[Görev] "Every instance of the flower bud" geçen satırdan "<point>255,220</point>" geçen satıra kadar olan satırları yeniden yaz ve "flower bud" ifadesinin yerine "closed bud" koy. Bunun dışında hiçbir şeyi değiştirme.

[Gösterilen veriler]
- - - - -

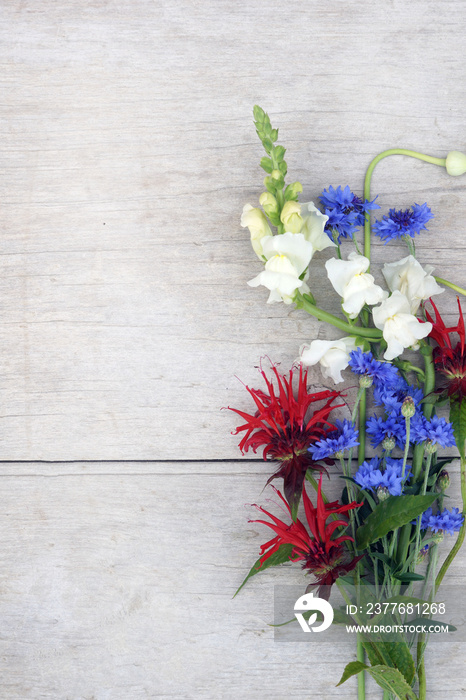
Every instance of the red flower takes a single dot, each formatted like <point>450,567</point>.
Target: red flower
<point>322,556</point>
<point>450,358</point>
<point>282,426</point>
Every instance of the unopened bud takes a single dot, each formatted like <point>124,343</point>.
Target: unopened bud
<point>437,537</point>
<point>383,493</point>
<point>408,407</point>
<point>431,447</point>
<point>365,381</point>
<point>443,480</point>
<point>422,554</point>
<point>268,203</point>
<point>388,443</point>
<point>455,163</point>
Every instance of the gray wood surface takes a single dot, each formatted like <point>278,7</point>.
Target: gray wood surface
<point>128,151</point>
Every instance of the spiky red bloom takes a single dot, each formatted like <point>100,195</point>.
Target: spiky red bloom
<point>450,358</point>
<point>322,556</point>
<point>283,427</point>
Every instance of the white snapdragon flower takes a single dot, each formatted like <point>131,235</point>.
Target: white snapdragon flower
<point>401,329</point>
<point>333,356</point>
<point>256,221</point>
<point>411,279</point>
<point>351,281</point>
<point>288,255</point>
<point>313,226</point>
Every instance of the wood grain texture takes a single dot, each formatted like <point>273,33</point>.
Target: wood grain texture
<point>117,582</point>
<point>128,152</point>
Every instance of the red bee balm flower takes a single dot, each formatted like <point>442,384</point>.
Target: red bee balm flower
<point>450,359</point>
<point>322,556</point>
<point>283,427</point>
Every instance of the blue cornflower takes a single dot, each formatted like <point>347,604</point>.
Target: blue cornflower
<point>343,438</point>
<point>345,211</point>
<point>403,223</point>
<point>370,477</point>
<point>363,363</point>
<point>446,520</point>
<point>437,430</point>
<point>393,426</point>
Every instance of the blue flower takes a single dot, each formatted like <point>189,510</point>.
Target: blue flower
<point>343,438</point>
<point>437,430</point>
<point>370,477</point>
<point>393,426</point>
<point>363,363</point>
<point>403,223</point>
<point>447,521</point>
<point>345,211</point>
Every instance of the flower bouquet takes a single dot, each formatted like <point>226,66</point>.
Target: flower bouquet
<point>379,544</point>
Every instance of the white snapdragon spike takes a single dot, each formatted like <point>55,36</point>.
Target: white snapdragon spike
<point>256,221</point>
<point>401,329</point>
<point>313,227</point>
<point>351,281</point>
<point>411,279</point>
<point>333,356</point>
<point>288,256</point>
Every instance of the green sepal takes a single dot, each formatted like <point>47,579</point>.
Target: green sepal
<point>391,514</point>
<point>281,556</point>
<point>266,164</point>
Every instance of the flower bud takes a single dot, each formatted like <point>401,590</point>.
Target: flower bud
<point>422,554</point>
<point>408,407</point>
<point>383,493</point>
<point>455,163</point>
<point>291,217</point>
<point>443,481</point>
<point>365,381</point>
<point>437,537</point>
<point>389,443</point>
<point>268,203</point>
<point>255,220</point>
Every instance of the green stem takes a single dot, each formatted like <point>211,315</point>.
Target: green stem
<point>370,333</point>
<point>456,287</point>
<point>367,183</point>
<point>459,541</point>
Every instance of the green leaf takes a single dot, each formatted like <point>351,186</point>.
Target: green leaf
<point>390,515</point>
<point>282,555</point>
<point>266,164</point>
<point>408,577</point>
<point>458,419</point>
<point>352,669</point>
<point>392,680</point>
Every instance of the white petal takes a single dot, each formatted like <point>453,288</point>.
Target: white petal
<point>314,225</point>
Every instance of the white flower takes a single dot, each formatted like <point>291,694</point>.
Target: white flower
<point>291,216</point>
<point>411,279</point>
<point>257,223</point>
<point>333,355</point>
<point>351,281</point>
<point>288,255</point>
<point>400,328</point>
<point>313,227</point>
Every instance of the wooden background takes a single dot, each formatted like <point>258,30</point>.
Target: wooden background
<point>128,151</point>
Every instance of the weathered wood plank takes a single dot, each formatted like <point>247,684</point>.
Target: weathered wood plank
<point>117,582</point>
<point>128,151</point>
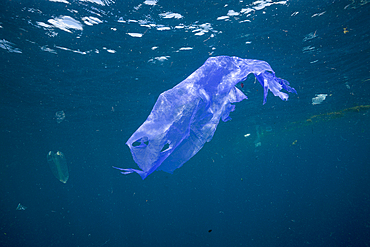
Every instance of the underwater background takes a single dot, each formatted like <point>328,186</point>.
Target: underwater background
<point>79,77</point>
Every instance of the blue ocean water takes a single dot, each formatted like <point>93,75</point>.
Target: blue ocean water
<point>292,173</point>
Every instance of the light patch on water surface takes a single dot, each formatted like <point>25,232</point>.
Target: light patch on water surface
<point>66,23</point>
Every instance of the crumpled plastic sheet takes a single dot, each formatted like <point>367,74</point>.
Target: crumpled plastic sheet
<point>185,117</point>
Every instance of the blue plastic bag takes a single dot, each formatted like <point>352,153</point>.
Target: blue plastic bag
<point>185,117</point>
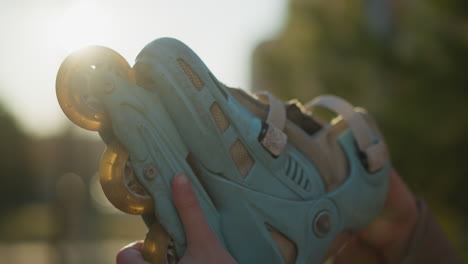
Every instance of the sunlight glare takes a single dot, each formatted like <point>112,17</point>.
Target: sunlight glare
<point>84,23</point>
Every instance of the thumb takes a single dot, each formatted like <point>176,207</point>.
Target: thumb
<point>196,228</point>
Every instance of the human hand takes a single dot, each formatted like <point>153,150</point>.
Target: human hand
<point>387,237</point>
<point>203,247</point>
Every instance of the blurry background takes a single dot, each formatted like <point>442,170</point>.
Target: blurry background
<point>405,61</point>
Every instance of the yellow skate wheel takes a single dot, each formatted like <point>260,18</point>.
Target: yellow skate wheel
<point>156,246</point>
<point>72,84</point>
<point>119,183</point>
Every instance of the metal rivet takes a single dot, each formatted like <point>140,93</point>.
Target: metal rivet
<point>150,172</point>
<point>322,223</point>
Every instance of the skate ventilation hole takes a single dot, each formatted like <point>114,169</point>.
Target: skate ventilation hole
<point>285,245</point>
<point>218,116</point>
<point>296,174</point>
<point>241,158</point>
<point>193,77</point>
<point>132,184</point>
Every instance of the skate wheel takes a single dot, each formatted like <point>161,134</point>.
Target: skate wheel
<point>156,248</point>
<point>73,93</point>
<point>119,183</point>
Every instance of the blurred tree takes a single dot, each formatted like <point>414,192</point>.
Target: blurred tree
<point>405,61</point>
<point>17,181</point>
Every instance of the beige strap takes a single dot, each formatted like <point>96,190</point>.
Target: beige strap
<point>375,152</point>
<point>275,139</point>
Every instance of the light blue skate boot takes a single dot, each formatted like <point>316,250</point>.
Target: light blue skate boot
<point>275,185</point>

- - - - -

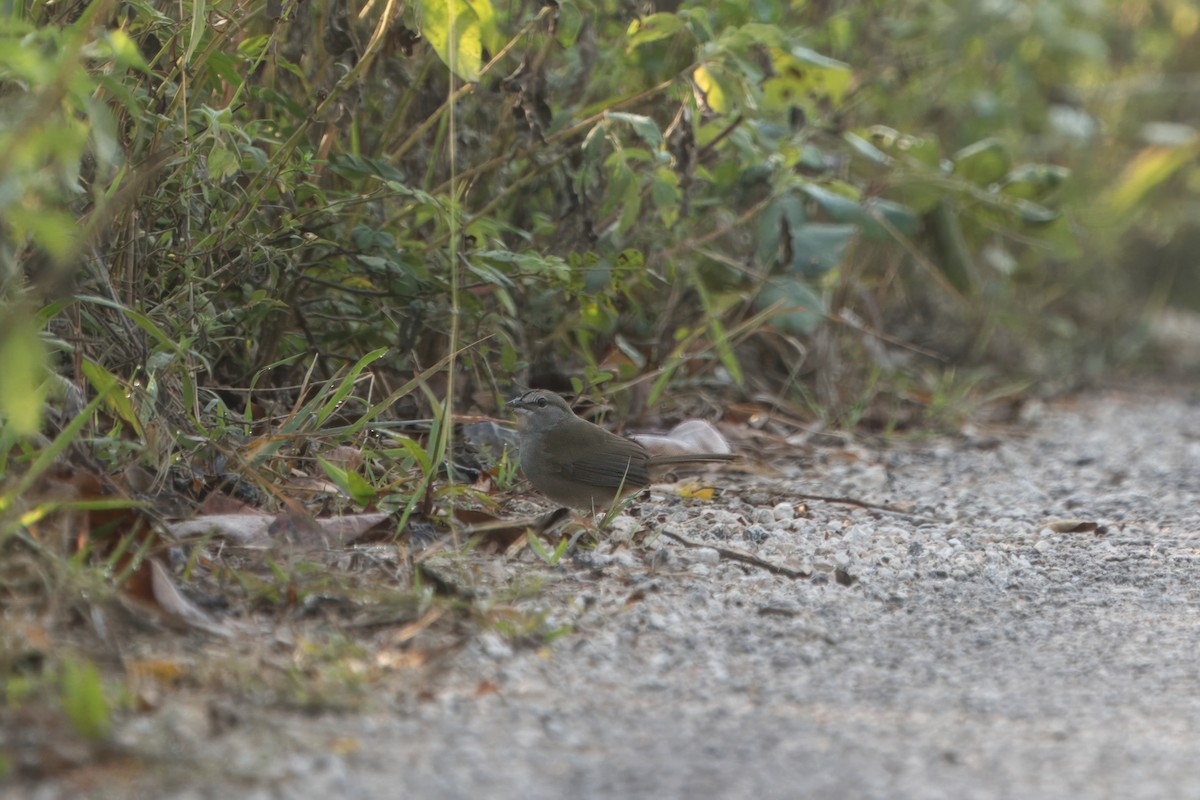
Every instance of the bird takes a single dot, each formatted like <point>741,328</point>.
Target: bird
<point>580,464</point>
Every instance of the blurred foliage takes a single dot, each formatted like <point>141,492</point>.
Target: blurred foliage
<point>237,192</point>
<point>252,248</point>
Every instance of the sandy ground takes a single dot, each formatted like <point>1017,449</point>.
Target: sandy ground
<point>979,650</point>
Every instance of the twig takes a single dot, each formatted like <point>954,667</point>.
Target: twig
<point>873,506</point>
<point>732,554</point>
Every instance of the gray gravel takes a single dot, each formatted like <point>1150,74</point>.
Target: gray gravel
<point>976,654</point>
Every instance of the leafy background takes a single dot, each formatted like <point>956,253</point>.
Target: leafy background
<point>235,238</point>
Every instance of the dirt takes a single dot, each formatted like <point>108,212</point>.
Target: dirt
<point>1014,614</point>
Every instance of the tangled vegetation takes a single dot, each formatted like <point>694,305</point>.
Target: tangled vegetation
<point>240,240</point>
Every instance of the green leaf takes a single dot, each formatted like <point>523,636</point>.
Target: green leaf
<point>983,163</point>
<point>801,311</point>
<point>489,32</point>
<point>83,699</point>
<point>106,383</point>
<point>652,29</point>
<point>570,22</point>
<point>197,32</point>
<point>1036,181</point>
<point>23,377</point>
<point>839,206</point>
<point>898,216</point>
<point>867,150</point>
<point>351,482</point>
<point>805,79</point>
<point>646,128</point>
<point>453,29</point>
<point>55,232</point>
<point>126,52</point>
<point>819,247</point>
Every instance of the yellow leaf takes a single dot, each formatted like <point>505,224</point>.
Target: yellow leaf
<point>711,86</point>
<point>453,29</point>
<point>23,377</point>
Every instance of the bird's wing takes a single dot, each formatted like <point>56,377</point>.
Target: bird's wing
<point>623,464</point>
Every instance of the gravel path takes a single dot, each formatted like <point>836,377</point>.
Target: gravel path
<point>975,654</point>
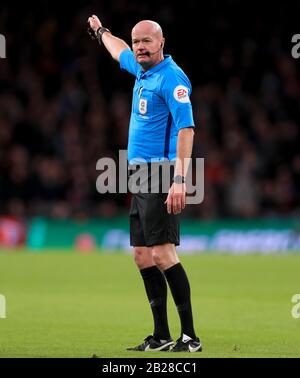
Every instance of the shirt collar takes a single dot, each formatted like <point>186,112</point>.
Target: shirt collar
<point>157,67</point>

- - - - -

[Yanıt aşağıda]
Every instance of the closed bud takes a single dot, each formatted like <point>401,590</point>.
Target: closed bud
<point>422,554</point>
<point>408,407</point>
<point>383,493</point>
<point>455,163</point>
<point>291,217</point>
<point>443,481</point>
<point>365,381</point>
<point>437,537</point>
<point>389,443</point>
<point>268,203</point>
<point>255,220</point>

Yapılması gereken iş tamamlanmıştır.